According to the passage on Les Cowboys Fringants, how many Félix Awards has the band won?

◆ **Text passage**:

== Segment start ==

Background information
- Origin: Repentigny, Quebec, Canada
- Genres: Néo-trad, alternative rock, folk punk, folk rock
- Years active: 1995–present
- Members: Jean-François Pauzé; Marie-Annick Lépine; Jérôme Dupras;
- Past members: Dominique Lebeau; Karl Tremblay†;
- Website: cowboysfringants.com

= Les Cowboys Fringants =

Folk band from Quebec

Les Cowboys Fringants (/fr/) are a Québécois folk rock band formed in 1995 in Repentigny, Quebec. The French word fringant can be translated as "dashing", or "frisky".

They perform Quebecker néo-trad music (modernized Quebec folk music with a rock flavour) and draw on country music. They have an international underground following, especially in France, French-speaking Belgium and Switzerland. Band members hail from the Montreal suburbs of Repentigny and L'Assomption. The entire band collaborates on the lyrics, although guitarist Jean-François Pauzé often contributes more than the others. The band are known for their live performances, captured on the Attache ta tuque! live album and the Centre Bell 30 décembre 2003 DVD.

The band has won 17 Félix Awards, including five at the 2020 edition of the ceremony. The group are five-time Juno Award nominees, winning one in 2024 for Francophone Album of the Year.

==Overview==
Les Cowboys represent an important part of modern Québécois music. They are part of the néo-trad movement that appeared in Quebec around the turn of the 21st century, and they embody a resurgence of political songwriting. As the néo-trad movement adapts Quebec folklore into contemporary crafts, the political message of the band is a re-occurrence of 1970s chansonnier activist messages of left-wing solidarity and, recently, sovereignism. They also sometimes adopt a minimalist and dadaesque style, a trend of the Quebec music scene of the 2000s – a decade of voluntary simple yet nonetheless quite intelligent and joual lyrics, therefore subversive and akin to a sort of lyrical naïve art.

== Segment end ==

◆ **Dataset extract**:
== Segment start ==

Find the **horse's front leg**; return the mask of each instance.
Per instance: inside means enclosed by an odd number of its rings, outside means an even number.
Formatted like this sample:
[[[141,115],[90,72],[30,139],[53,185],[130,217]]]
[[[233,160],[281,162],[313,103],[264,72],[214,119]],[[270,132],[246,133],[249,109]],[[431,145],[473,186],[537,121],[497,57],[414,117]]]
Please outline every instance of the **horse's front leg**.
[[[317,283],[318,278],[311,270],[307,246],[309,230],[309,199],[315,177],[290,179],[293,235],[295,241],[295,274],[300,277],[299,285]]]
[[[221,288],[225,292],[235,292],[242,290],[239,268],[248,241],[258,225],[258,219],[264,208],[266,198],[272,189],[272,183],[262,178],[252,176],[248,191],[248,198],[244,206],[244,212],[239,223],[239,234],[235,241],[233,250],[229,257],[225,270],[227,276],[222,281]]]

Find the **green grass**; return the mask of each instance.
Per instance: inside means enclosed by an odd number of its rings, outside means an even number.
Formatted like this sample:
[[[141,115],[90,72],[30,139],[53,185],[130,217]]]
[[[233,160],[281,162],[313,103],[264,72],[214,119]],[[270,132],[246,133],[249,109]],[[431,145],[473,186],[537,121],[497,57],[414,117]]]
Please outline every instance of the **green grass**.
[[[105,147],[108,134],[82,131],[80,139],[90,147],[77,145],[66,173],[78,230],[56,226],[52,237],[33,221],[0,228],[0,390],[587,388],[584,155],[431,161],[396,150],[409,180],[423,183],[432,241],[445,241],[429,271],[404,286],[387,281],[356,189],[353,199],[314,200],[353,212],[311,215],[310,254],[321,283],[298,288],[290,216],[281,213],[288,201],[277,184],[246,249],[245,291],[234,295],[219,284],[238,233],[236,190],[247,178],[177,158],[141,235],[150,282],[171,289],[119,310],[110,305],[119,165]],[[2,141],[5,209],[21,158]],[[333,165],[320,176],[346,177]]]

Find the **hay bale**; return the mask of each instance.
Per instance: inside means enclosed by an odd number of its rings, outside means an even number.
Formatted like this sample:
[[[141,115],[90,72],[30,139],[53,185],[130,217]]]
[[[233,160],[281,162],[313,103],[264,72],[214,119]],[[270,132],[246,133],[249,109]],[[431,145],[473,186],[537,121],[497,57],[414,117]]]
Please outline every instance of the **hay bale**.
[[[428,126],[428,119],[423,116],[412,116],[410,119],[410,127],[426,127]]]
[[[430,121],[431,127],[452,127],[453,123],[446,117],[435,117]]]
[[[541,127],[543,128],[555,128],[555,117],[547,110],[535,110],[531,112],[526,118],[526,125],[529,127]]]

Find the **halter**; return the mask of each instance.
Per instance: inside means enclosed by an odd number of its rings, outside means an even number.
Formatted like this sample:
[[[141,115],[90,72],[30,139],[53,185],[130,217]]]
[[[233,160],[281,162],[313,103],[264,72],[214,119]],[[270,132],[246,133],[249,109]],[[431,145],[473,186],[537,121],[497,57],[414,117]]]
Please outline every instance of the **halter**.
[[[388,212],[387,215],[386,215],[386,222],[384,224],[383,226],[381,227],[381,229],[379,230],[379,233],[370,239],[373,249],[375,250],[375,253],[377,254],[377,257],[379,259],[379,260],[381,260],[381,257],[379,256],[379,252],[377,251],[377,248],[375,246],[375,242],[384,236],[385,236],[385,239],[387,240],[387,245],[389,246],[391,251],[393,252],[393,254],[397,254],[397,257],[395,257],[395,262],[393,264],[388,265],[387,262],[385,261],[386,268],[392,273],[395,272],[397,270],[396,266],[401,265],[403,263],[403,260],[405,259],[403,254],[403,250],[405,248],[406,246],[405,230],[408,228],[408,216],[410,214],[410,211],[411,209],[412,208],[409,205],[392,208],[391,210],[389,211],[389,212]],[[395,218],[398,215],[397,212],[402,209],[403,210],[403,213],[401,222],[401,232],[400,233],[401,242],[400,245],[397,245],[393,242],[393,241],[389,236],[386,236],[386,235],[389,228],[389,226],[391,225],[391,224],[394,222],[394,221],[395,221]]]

== Segment end ==

◆ **Output for this exercise**: 17